BEGIN Dataset extract

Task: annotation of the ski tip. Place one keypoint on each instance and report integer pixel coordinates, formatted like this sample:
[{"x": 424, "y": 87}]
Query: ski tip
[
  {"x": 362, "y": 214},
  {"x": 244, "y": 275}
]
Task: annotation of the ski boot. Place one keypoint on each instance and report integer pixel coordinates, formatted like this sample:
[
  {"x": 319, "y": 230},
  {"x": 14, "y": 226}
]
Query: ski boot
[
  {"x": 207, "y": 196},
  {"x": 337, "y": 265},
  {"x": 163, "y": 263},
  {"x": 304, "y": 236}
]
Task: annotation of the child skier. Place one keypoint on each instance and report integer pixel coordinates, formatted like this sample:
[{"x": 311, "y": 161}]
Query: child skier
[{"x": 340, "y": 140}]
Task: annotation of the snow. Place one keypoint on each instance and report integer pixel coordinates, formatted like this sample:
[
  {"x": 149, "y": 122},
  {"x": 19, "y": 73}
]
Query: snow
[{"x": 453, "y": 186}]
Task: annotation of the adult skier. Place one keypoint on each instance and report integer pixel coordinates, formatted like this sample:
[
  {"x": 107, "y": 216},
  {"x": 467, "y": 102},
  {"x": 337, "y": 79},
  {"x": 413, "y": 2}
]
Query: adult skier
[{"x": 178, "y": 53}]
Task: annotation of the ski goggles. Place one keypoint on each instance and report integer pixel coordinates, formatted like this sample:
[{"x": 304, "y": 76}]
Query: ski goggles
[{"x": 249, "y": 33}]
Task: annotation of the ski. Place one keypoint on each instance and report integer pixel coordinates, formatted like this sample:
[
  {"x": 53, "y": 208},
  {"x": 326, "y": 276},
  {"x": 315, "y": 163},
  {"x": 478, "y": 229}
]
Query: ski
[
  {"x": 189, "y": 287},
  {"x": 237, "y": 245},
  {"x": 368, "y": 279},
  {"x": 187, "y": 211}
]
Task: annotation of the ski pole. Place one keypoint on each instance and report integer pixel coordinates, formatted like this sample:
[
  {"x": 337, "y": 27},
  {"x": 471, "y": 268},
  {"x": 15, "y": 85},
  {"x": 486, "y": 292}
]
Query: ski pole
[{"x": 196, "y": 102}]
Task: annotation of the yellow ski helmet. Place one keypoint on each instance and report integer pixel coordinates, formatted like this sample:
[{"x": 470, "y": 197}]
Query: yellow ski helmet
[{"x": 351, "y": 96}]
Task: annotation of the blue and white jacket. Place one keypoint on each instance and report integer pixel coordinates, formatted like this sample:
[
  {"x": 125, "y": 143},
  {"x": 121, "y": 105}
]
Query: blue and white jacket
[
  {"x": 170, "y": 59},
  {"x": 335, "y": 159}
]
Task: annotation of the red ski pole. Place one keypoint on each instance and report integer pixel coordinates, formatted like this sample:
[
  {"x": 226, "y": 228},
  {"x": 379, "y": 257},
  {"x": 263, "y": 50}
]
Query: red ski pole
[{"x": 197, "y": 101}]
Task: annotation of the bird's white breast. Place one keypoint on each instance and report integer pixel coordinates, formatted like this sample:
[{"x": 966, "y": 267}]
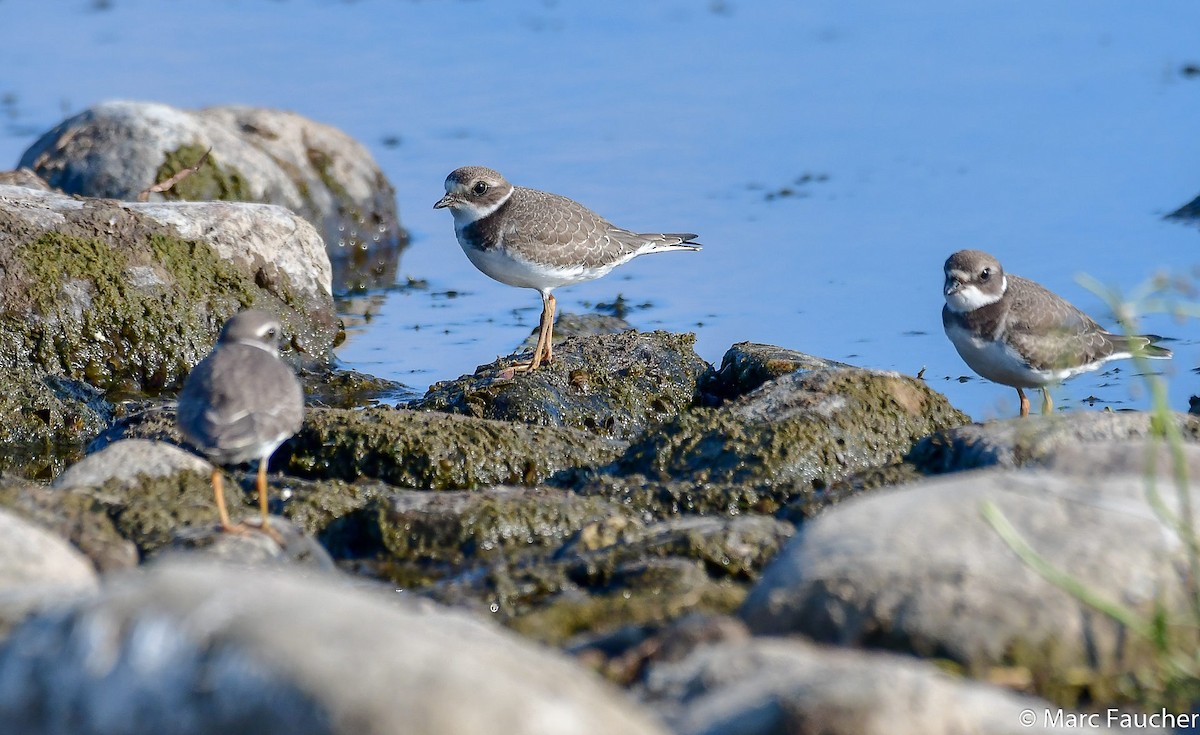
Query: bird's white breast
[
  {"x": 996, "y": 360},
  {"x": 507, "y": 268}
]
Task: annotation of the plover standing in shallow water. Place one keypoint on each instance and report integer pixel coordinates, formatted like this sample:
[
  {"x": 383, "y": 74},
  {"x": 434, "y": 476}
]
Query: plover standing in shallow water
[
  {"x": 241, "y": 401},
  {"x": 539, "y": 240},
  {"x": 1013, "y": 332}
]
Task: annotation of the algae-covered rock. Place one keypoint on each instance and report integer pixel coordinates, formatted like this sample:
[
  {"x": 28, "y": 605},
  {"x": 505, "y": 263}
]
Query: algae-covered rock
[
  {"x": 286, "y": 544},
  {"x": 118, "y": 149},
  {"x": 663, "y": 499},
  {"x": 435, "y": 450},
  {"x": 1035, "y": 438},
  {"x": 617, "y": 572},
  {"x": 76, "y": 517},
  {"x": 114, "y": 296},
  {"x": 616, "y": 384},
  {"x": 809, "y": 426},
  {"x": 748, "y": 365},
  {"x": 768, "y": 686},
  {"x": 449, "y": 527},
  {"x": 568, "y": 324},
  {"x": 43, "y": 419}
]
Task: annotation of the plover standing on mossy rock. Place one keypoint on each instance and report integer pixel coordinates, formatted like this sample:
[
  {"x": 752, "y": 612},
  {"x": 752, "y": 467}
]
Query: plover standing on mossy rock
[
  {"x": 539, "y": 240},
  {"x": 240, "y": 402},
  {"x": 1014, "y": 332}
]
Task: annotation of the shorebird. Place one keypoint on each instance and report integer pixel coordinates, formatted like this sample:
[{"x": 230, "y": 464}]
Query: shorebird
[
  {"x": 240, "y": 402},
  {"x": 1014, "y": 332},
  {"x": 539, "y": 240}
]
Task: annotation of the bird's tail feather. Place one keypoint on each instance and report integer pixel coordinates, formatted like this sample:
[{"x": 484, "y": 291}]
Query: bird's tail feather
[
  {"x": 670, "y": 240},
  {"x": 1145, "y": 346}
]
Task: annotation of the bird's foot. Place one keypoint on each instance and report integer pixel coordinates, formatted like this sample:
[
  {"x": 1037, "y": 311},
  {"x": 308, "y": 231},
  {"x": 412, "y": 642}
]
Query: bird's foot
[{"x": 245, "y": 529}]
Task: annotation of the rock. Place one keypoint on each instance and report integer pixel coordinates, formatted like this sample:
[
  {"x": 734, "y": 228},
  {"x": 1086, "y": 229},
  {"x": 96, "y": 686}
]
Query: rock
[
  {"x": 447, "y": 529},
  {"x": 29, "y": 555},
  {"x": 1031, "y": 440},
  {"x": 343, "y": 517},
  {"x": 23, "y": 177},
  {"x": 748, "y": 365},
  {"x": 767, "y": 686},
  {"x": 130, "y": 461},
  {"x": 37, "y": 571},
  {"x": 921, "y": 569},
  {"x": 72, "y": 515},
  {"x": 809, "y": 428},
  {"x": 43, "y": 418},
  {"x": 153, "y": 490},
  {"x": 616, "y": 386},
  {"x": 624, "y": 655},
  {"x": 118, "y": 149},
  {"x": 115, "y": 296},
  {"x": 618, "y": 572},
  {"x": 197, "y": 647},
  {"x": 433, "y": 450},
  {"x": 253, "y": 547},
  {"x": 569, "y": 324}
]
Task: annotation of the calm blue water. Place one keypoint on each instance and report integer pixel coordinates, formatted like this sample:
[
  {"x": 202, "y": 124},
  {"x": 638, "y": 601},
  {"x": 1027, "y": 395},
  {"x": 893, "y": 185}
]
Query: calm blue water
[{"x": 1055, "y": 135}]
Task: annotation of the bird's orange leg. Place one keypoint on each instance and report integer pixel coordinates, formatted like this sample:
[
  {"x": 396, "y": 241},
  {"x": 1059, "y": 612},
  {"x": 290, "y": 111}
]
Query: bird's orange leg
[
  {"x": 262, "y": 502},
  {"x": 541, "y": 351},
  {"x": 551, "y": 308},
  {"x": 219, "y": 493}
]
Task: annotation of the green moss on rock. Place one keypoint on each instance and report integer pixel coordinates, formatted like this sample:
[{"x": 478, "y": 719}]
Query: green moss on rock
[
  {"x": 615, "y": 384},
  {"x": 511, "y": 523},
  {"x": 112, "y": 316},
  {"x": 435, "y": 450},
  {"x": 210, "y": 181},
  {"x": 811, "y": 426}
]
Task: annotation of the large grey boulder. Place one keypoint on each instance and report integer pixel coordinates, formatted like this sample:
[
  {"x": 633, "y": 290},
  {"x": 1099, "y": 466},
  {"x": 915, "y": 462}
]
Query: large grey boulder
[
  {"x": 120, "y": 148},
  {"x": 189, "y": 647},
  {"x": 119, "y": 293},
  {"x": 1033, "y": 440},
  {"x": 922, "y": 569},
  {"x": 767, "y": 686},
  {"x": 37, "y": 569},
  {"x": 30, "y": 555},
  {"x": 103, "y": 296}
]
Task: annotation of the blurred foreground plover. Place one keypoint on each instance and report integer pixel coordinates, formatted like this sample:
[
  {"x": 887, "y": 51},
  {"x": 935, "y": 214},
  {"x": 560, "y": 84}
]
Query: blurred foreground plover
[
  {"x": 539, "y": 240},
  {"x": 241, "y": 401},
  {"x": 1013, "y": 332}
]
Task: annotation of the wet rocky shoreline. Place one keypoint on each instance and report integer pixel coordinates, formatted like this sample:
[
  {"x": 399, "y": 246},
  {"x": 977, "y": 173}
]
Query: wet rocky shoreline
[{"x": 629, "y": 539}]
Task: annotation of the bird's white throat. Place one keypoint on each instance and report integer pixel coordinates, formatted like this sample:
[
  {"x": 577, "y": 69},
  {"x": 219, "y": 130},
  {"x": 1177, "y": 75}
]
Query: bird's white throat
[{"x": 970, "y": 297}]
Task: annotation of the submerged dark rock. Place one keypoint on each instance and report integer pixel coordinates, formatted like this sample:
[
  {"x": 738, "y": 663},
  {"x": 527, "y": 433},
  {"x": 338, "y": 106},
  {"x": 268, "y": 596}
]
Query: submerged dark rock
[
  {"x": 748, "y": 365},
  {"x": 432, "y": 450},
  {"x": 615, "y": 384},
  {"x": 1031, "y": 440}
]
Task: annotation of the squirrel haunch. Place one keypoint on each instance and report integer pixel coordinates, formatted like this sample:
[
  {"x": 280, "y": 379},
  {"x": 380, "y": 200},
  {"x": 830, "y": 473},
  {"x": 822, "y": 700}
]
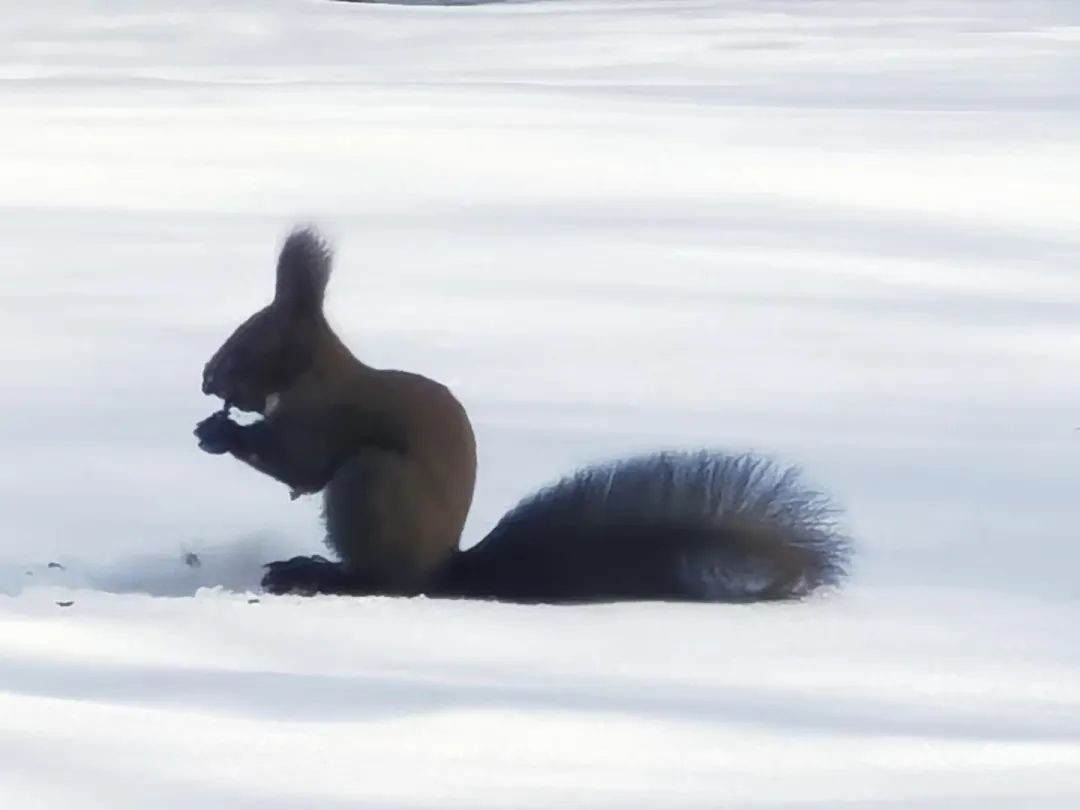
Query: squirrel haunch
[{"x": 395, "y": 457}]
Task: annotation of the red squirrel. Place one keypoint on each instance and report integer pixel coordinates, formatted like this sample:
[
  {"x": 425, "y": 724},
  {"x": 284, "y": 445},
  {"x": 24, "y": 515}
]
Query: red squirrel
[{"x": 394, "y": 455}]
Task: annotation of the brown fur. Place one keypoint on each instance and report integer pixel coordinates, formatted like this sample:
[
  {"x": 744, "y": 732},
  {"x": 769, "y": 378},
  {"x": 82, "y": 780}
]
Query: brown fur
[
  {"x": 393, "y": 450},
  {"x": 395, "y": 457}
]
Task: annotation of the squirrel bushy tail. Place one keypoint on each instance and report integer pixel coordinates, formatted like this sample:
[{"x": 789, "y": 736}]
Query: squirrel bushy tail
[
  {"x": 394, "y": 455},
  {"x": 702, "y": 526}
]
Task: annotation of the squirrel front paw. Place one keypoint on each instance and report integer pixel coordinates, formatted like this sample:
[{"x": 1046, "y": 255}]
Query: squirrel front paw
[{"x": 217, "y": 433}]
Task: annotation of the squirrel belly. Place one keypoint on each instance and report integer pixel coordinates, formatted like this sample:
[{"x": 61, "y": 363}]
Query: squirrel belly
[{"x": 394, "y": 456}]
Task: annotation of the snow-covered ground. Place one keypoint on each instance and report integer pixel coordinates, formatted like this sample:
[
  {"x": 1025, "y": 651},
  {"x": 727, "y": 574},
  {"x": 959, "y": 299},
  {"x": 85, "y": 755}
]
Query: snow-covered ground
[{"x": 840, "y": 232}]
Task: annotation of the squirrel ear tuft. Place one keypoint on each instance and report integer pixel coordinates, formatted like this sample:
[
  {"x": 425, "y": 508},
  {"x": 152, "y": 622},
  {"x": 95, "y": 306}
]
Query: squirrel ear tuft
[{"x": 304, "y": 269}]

END Dataset extract

What you need to do. Reproduce, word for word, every line starting at the line that contains "Task: annotation of the squirrel front" and ending with the final line of the entries.

Result of the task.
Task: annotation of the squirrel front paw. Place one keypoint on each instance and report integer pixel coordinates, formatted like this sample:
[{"x": 1046, "y": 255}]
Query: squirrel front paw
[{"x": 217, "y": 433}]
Task: annotation of the squirrel belly. Place one keypoint on each instance and report integer pixel coordinates, formatted like this sample:
[{"x": 61, "y": 363}]
Query: squirrel belly
[{"x": 394, "y": 456}]
Task: annotation of the snow-covered ground. Place one keypoint on each instance and report integer pixel coordinates, formatted like this sample:
[
  {"x": 1025, "y": 651},
  {"x": 727, "y": 574},
  {"x": 959, "y": 299},
  {"x": 85, "y": 755}
]
Query: snow-covered ground
[{"x": 840, "y": 232}]
Task: annotation of the squirrel ear tuft. Place one keypoint on each instance and report integer pixel coordinates, formatted like this sample:
[
  {"x": 425, "y": 508},
  {"x": 152, "y": 622},
  {"x": 95, "y": 306}
]
Query: squirrel ear tuft
[{"x": 304, "y": 269}]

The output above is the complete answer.